Written request:
Format the stretch from the line containing "Target: wide-brimmed black hat" through the end of the records as a JSON list of strings, one string per line, omitting blank lines.
** begin Data rows **
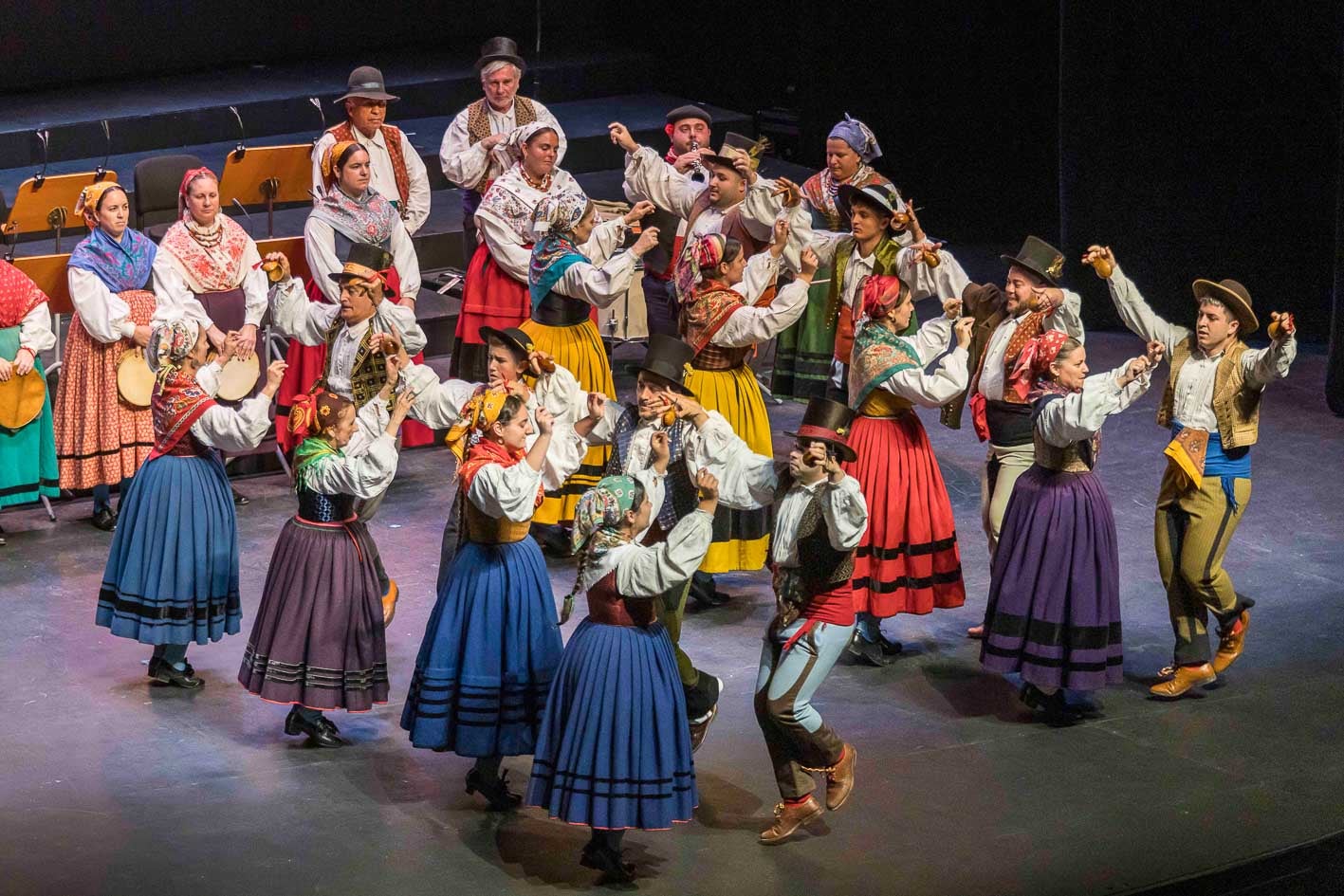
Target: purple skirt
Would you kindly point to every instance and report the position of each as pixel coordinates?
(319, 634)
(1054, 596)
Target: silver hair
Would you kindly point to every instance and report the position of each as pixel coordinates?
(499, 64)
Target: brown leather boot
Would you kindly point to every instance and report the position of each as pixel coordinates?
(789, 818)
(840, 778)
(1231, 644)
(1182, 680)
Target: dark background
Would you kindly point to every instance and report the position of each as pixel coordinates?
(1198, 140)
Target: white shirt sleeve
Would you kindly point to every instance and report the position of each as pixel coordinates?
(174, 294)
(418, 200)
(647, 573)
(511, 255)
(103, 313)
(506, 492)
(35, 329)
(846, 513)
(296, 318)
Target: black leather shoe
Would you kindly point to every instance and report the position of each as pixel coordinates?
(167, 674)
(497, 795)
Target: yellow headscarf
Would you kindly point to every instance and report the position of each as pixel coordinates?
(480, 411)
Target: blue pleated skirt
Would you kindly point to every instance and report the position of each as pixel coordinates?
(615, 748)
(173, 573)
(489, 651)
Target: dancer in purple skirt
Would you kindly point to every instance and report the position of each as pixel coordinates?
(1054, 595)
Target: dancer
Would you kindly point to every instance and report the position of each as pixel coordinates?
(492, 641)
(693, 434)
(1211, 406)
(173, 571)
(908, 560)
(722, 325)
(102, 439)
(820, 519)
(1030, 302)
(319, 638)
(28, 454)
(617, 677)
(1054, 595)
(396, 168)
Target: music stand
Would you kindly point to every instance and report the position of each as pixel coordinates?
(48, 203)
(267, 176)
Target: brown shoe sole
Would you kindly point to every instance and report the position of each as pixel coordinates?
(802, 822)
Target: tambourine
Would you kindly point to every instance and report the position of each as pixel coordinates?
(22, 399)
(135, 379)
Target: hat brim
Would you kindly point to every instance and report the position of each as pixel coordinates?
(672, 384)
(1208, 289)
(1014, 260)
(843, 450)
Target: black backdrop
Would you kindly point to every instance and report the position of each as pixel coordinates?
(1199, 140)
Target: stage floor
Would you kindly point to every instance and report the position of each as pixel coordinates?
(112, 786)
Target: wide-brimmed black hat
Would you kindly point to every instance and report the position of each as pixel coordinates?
** end Data rows **
Written response:
[
  "Target: wide-brimmed black hat",
  "Would you kindly point to every instance and report the position of each as pixel coordinates?"
]